** Written request 1 **
Report how many lines of the records below contain the string "right", treating case as significant. Give only the number.

** Excerpted text **
Sperry Jones Rademaker (October 4, 1939 – January 31, 2005) was an American sprint canoer who competed at the 1968 Summer Olympics in Mexico City. She finished seventh in the K-2 500 m event.

A native of Oklahoma City, Oklahoma, she was the older sister of Marcia Jones-Smoke who won a bronze medal in the K-1 500 m event at the 1964 Summer Olympics in Tokyo.

References
Sport-reference.com profile

Following her 7th place in the 1969 Olympics, Sperry Joanna Jones Rademaker continued to compete. She was a national champion at the 1973 United States Canoe Association (USCA) National Championships, held in Marinette, Wisconsin, winning the Women's 13-mile race in a C-2 with Janet Streib, with a time of 1:59:26. At the 1974 USCA Marathon Race in Waco, Texas, she won third place in the C-2 Women's Cruising (20 miles) with race partner Iva Sawtelle, with a time of 3:09:41, and placed 5th in the C-2 Mixed Cruising with race partner and husband, Jack Rademaker, both residents of Floral City, Florida.

In 1975, Sperry and husband Jack ranked 8th in the C-2 Mixed Couples USCA National Race on the St. Josephs River, with a time of 2:35:22. The race ran from Constantine, Michigan to Bristol, Indiana. At that same race, Sperry placed 2nd in the C-2 Women's Competition Cruisers with Carol Davis of Winnetka, Illinois, with a time of 2:39:23. The following year, she raced again at the USCA National Championships with Carol Davis on the Little Miami River in Milford, Ohio, to again place 2nd in the 20-mile C-2 Women Cruisers with a time of 3:02:15. She also garnered a 7th place with husband Jack in the C-2 Mixed Couples (also a 20-mile race) with a time of 3:08:02.

** Stored dataset items **
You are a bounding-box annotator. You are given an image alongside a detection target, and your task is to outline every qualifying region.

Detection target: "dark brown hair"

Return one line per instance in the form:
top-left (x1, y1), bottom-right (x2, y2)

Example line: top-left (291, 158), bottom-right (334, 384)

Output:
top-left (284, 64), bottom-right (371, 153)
...
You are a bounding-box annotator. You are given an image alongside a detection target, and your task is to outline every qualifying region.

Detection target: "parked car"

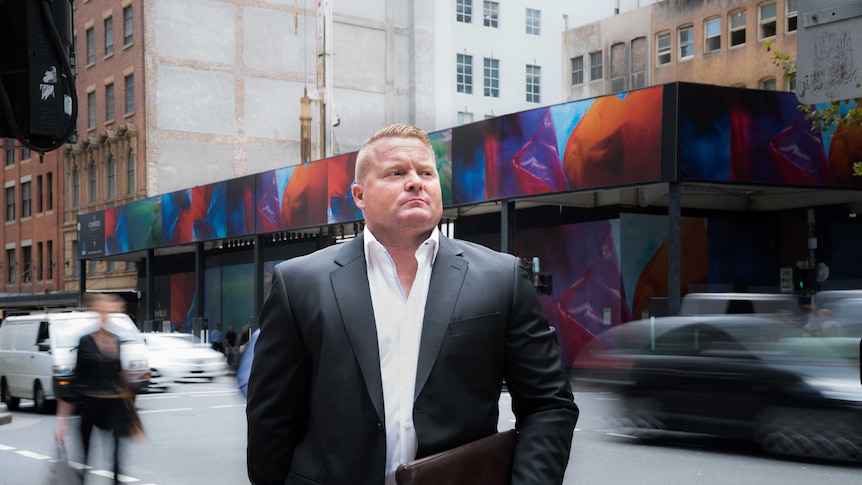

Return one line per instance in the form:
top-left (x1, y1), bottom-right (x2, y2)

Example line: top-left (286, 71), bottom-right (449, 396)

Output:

** Written request 2 **
Extract the passage from the Sperry Jones Rademaker biography above, starting at "A native of" and ending at "Olympics in Tokyo.".

** Full answer 1 **
5

** Full answer 2 **
A native of Oklahoma City, Oklahoma, she was the older sister of Marcia Jones-Smoke who won a bronze medal in the K-1 500 m event at the 1964 Summer Olympics in Tokyo.